• _Consignes_
1. D’après le texte de lecture, en quelle année la Commission de travail pour l’encouragement de la relève scientifique et technique a-t-elle rendu son rapport final ?
2. Modifiez le passage du texte de lecture qui commence par «Tous ces développements» et se poursuit jusqu’à «et au début des années 1960.» en remplaçant «mesures d’urgence» par «mesures exceptionnelles».
3. Relevez toutes les références bibliographiques citées entre parenthèses dans le texte de lecture.

• _Texte de lecture_

Tous ces développements eurent lieu dans un contexte où l’on manquait de plus en plus de main-d’œuvre bien qualifiée. Les premières publications qui ne prédisaient plus le retour de la crise économique d’avant-guerre (Blättler, 1999, p. 49) parurent dès le milieu des années 1950 environ. Dans certains secteurs (le métier d’enseignant·e par exemple), le manque avait déjà conduit à des mesures d’urgence au niveau de la formation dès la deuxième moitié des années 1940 (Criblez, 2017). Mais l’attention politique et publique envers ce problème qui s’aggravait s’intensifia à grande vitesse surtout dans la deuxième moitié des années 1950 et au début des années 1960.

Le Conseil fédéral fit appel à des commissions d’expert·e·s avec tout d’abord l’«Arbeitsausschuss zur Förderung des wissenschaftlichen und technischen Nachwuchses» (Commission de travail pour l’encouragement de la relève scientifique et technique) qui rendit son rapport final en 1959. D’autres rapports suivirent, entre autres en 1964 celui de la «Eidgenössische Kommission für Nachwuchsfragen auf dem Gebiete der Geisteswissenschaften und der medizinischen Berufe sowie des Lehrerberufes auf der Mittelstufe» (Commission fédérale pour les questions de la relève dans le secteur des sciences humaines, dans les professions médicales et dans les professions de l’enseignement au degré secondaire). Les résultats des analyses étaient clairs: une grande pénurie de main-d’œuvre qualifiée s’annonçait, d’abord dans les secteurs scientifiques et techniques, mais ensuite également pour toutes les autres professions nécessitant une formation poussée. Ces prévisions se réalisèrent ensuite, surtout dans les années 1960: on se trouva, à peu de choses près, dans une période de plein emploi. En combinaison avec les espoirs d’ascension sociale (voir plus haut), le marché du travail se trouvait fortement dynamisé.

Les conclusions politiques des rapports d’experts étaient largement aptes à permettre un consensus entre les différents partis. Les débats sur l’égalité des chances commençaient tout juste au début des années 1960. Une conférence de l’OCDE à ce sujet avait eu lieu en 1961 et les recherches en sociologie de l’éducation, en plein essor à cette époque, avaient, pour la Suisse aussi, décrit les catégories de personnes désavantagées par le système éducatif (OCDE, 1961/1967; Hess, Schneider & Latscha, 1966). Ces débats motivaient les partis de gauche à proposer un grand nombre de réformes. Les partis bourgeois, quant à eux, étaient prêts à accepter une ouverture de l’éducation supérieure afin d’endiguer au maximum le manque de main-d’œuvre. Cette coïncidence d’objectifs divergents qui, apparemment, pouvaient être atteints par les mêmes mesures, a également joué un rôle dans l’optimisme éducatif des années 1960.

• _Données fournies_
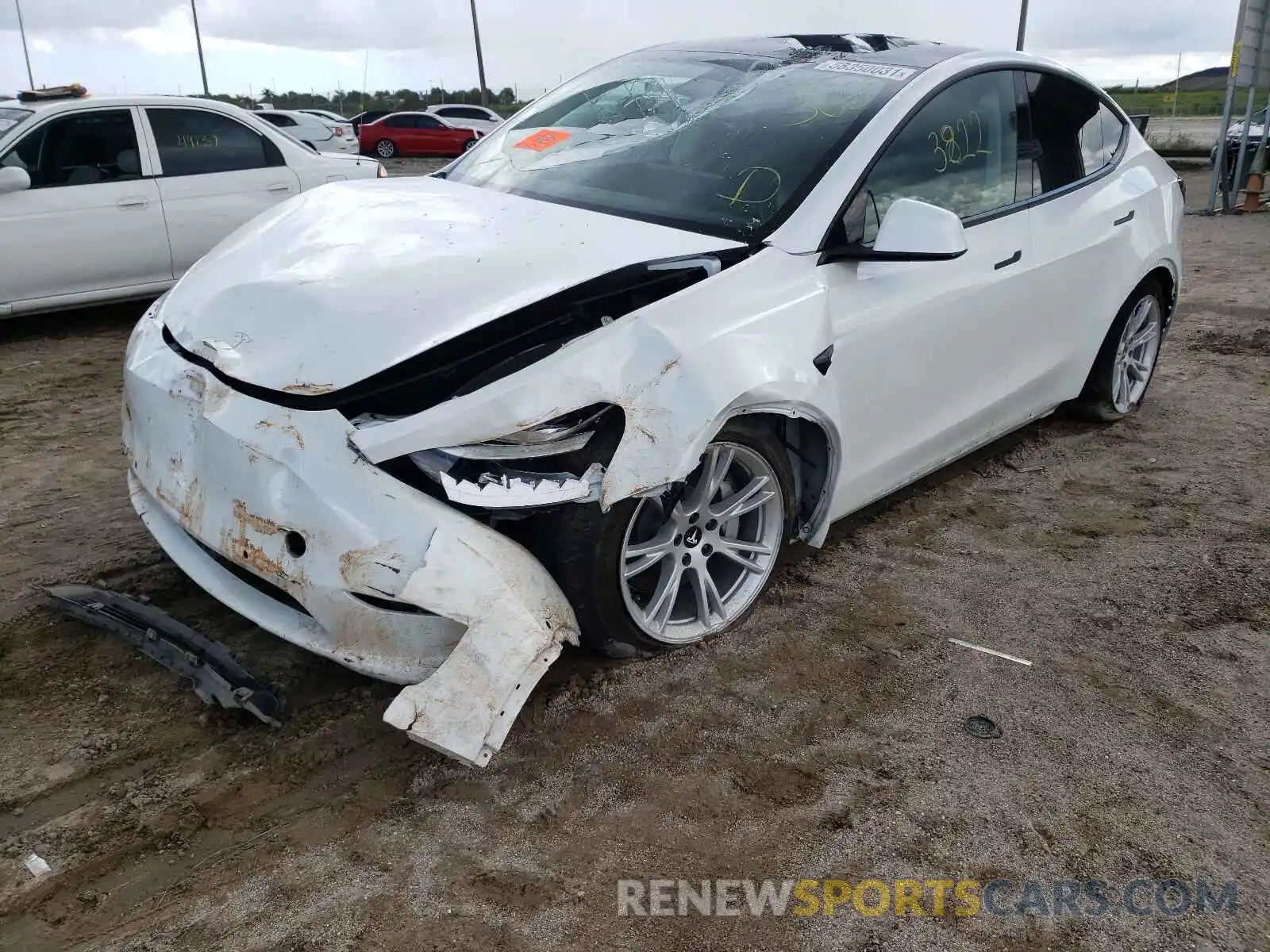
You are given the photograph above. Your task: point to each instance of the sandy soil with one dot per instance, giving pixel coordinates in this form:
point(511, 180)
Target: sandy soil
...
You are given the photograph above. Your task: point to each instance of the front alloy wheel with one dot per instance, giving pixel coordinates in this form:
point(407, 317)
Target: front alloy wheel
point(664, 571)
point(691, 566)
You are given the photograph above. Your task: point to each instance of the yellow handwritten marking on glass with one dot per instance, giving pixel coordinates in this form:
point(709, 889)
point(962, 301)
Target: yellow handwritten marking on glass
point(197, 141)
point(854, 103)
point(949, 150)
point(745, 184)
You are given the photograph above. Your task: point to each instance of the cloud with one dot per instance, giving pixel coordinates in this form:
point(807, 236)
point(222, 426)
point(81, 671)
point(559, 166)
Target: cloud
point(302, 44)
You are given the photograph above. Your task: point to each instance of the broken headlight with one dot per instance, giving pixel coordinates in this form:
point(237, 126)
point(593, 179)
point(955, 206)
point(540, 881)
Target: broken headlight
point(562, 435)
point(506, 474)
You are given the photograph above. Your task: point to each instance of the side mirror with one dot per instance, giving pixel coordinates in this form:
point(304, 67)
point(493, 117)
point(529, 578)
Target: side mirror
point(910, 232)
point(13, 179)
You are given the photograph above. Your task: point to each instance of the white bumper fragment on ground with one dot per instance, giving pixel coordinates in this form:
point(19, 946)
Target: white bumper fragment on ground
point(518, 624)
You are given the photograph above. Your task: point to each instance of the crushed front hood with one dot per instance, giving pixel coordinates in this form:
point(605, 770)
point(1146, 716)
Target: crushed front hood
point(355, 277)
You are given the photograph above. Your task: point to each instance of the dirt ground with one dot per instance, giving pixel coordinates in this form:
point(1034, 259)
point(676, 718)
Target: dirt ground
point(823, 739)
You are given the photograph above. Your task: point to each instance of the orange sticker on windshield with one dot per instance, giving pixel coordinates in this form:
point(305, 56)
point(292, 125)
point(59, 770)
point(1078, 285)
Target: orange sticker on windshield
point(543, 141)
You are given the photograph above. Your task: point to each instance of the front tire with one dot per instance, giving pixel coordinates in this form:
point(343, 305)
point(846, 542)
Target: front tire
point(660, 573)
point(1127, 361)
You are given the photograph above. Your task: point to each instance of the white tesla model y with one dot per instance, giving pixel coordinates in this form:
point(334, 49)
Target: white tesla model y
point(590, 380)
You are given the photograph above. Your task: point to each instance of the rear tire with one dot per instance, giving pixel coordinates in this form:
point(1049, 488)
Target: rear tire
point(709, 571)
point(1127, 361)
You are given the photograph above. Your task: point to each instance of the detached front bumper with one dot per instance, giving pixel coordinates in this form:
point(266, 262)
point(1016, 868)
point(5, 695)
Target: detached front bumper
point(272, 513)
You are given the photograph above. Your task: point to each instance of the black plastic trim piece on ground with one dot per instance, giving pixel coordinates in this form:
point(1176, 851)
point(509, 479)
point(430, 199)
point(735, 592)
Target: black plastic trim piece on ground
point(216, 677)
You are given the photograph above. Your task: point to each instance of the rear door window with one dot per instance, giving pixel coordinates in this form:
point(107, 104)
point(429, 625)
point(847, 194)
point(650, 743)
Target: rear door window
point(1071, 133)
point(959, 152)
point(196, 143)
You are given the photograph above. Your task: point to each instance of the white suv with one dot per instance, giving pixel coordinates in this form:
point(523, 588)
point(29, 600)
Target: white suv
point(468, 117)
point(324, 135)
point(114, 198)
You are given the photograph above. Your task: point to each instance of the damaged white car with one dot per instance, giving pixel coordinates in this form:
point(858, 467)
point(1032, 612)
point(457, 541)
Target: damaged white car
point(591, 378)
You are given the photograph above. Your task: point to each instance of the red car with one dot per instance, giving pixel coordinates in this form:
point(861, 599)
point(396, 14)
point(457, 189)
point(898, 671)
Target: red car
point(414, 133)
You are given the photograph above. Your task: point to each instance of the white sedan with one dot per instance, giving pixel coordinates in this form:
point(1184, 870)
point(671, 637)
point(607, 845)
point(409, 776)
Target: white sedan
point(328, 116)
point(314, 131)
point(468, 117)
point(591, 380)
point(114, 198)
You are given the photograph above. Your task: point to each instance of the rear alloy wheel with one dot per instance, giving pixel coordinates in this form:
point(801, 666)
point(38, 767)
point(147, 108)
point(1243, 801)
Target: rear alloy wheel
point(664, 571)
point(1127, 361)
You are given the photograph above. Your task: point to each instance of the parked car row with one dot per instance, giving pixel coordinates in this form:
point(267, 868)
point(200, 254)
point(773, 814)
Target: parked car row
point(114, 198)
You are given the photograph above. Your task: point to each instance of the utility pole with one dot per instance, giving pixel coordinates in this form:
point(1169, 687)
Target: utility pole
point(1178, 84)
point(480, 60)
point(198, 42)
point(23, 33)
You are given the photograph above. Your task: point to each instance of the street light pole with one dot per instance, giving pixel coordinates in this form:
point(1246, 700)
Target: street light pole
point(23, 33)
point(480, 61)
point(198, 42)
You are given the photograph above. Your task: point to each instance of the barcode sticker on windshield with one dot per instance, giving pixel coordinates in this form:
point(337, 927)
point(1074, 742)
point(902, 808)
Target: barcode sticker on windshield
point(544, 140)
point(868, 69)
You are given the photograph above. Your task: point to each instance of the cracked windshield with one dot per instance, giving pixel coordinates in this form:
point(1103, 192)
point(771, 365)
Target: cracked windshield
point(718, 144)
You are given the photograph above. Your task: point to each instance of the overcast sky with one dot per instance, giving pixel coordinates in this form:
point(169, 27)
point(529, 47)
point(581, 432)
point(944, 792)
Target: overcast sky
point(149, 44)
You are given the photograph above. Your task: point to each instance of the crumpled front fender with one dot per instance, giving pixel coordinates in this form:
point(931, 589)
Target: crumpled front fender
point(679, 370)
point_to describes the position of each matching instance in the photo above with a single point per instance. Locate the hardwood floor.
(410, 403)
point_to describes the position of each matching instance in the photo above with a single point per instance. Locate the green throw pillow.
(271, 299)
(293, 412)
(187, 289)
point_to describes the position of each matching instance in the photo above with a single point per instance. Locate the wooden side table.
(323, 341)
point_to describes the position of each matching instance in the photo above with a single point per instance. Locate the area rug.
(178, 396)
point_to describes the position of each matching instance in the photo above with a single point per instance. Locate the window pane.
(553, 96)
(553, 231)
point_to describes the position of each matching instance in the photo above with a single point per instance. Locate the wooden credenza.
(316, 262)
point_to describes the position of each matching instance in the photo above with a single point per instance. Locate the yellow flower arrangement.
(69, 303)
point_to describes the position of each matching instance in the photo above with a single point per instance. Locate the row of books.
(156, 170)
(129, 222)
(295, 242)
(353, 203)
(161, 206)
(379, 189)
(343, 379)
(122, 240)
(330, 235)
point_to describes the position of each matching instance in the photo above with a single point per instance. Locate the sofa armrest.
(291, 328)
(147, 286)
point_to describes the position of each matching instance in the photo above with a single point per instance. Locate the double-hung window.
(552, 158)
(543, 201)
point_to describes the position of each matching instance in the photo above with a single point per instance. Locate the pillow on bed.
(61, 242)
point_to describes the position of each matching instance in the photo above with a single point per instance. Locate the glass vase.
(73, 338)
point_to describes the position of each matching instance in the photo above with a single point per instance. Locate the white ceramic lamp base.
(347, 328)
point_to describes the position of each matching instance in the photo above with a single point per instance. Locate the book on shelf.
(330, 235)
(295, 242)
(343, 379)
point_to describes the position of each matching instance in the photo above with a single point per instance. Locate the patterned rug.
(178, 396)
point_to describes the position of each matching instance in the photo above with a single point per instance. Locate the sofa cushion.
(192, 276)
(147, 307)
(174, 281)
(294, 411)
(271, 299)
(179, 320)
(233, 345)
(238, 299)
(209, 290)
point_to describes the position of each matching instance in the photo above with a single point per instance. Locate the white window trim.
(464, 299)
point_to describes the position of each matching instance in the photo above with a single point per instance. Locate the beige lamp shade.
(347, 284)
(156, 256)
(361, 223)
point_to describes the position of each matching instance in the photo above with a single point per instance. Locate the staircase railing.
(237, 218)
--
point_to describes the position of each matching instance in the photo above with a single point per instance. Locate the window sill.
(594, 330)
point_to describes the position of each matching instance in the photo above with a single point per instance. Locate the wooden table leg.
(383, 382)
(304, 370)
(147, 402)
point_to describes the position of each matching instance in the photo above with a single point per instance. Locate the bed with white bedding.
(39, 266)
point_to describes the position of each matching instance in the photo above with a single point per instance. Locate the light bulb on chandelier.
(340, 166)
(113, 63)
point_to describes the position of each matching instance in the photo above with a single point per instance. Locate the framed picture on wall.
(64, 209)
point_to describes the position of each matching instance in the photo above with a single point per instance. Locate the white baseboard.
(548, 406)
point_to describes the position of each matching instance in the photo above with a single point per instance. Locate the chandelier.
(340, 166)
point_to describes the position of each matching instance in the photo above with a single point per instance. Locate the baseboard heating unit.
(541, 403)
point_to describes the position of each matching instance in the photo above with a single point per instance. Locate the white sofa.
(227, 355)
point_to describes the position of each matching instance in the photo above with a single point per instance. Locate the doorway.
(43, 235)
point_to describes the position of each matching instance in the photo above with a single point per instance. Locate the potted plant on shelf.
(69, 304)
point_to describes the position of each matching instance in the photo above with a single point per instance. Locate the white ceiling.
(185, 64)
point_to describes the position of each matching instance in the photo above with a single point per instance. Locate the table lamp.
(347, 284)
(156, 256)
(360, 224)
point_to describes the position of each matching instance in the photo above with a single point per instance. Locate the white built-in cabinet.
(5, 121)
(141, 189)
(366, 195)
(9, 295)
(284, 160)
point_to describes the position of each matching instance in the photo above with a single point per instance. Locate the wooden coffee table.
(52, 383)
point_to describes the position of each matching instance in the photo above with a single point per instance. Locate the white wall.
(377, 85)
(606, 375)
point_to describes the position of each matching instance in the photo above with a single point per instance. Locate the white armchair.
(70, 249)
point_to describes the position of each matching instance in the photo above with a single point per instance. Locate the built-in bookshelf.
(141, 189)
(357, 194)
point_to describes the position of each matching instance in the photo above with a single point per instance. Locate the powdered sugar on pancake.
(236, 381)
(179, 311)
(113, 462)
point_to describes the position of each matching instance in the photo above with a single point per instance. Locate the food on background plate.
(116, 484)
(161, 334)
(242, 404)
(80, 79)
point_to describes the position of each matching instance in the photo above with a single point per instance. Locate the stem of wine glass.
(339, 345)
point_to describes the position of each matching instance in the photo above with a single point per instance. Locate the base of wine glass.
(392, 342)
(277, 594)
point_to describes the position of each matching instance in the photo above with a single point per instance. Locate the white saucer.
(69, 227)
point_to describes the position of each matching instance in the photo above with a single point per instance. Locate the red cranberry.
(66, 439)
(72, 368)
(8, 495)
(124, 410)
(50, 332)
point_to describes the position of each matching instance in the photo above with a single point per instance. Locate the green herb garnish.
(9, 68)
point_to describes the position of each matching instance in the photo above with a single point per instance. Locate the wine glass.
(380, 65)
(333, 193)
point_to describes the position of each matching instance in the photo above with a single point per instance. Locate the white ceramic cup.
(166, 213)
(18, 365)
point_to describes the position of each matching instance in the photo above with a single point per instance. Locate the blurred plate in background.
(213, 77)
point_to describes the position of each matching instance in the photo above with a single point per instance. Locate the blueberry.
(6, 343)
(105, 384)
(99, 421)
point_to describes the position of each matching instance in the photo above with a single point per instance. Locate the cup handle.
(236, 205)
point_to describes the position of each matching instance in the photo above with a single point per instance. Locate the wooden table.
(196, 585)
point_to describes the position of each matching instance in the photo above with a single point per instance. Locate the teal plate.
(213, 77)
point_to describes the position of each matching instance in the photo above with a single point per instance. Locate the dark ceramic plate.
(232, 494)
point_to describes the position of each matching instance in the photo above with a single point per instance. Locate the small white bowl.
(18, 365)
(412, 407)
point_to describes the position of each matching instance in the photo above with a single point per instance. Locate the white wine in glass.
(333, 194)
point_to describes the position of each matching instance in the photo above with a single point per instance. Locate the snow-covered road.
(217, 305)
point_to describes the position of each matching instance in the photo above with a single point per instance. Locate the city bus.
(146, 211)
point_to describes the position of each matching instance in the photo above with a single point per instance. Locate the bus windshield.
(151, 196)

• _Réponses_
1. En 1959.

2.
Tous ces développements eurent lieu dans un contexte où l’on manquait de plus en plus de main-d’œuvre bien qualifiée. Les premières publications qui ne prédisaient plus le retour de la crise économique d’avant-guerre (Blättler, 1999, p. 49) parurent dès le milieu des années 1950 environ. Dans certains secteurs (le métier d’enseignant·e par exemple), le manque avait déjà conduit à des mesures exceptionnelles au niveau de la formation dès la deuxième moitié des années 1940 (Criblez, 2017). Mais l’attention politique et publique envers ce problème qui s’aggravait s’intensifia à grande vitesse surtout dans la deuxième moitié des années 1950 et au début des années 1960.

3.
- Blättler, 1999, p. 49
- Criblez, 2017
- OCDE, 1961/1967
- Hess, Schneider & Latscha, 1966